== Work instructions ==
Duplicate the material below without any change, everything from the line containing "Where can the distant" down to the line containing "pixel 309 22", with both of those lines included.

* Start *

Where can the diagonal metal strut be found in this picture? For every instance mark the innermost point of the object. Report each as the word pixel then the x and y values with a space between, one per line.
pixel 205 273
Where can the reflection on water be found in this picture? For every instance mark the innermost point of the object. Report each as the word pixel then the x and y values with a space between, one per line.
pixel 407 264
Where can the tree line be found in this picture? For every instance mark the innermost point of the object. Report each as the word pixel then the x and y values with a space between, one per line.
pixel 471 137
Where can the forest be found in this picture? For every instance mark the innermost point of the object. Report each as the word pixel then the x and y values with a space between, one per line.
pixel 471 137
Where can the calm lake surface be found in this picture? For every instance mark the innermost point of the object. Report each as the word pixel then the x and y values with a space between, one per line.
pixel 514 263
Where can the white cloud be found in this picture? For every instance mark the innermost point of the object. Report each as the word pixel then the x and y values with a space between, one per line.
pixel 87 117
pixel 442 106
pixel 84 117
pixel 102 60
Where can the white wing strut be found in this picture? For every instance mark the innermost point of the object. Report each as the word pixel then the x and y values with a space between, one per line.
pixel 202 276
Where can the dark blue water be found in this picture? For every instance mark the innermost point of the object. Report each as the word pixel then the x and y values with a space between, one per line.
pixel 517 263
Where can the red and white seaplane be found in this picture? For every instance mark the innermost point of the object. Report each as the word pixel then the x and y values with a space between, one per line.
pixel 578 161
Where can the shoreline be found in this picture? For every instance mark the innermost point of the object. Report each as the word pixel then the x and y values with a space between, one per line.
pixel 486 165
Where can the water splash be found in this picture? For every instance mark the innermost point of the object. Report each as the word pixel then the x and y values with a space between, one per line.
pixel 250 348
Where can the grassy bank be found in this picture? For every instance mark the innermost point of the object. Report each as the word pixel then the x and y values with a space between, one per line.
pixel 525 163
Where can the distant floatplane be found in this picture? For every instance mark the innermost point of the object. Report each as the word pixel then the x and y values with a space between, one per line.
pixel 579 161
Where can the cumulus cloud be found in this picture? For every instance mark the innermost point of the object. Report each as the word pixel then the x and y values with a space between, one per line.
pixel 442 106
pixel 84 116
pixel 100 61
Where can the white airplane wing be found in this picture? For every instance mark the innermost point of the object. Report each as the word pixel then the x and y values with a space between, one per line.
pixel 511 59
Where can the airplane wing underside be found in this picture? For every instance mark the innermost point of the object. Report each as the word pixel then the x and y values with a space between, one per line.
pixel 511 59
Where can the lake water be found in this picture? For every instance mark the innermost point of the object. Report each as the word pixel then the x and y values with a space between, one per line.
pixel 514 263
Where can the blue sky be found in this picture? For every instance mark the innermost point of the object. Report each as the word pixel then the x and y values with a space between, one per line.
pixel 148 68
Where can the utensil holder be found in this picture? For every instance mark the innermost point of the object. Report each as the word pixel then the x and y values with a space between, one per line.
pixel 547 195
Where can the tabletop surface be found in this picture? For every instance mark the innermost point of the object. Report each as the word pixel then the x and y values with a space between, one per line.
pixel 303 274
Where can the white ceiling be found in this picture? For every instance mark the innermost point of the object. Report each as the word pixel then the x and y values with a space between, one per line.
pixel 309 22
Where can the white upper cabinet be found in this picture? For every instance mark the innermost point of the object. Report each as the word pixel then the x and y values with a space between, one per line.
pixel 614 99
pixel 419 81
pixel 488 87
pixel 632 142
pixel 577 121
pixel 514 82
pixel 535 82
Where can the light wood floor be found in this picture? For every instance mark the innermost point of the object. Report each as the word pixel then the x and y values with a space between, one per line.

* End *

== Full answer ==
Where can the distant floatplane be found in this picture? For every instance mark the innermost point of the object. Report each as the word pixel then the x and y values with a space between, one per line.
pixel 579 161
Where can the cumulus cloud be found in this picture? For every instance mark the innermost point of the object. Report each as the word pixel then the x and y values with a space between, one per line.
pixel 442 106
pixel 84 116
pixel 100 61
Where can the white airplane wing be found in this picture? For every instance mark the innermost point of the object. Report each as the word pixel then the x and y values with a space between, one per line.
pixel 511 59
Where can the airplane wing underside be found in this picture? For every instance mark the innermost point of the object. Report each as the word pixel then the x and y values with a space between, one per line.
pixel 511 59
Where can the lake water be found in this picture? For every instance mark the innermost point of the object. Report each as the word pixel then the x and y values with a space between, one per line.
pixel 514 263
Where can the blue sky be found in this picture? For every instance mark the innermost point of the object. Report each as the word pixel then the x and y values with a space between, one per line.
pixel 148 68
Where can the utensil holder be found in this picture? For every instance mark the innermost point of the object. Report each as the word pixel then the x and y values with a space between, one per line.
pixel 547 195
Where can the tabletop surface be found in this picture? For every instance mark the innermost point of the object. Report each as the word pixel then the x and y values with a space between, one per line.
pixel 303 274
Where can the white ceiling be found in this picture? For every instance mark the innermost point of the object. Report each as the word pixel then the x and y values with a space between, one per line.
pixel 309 22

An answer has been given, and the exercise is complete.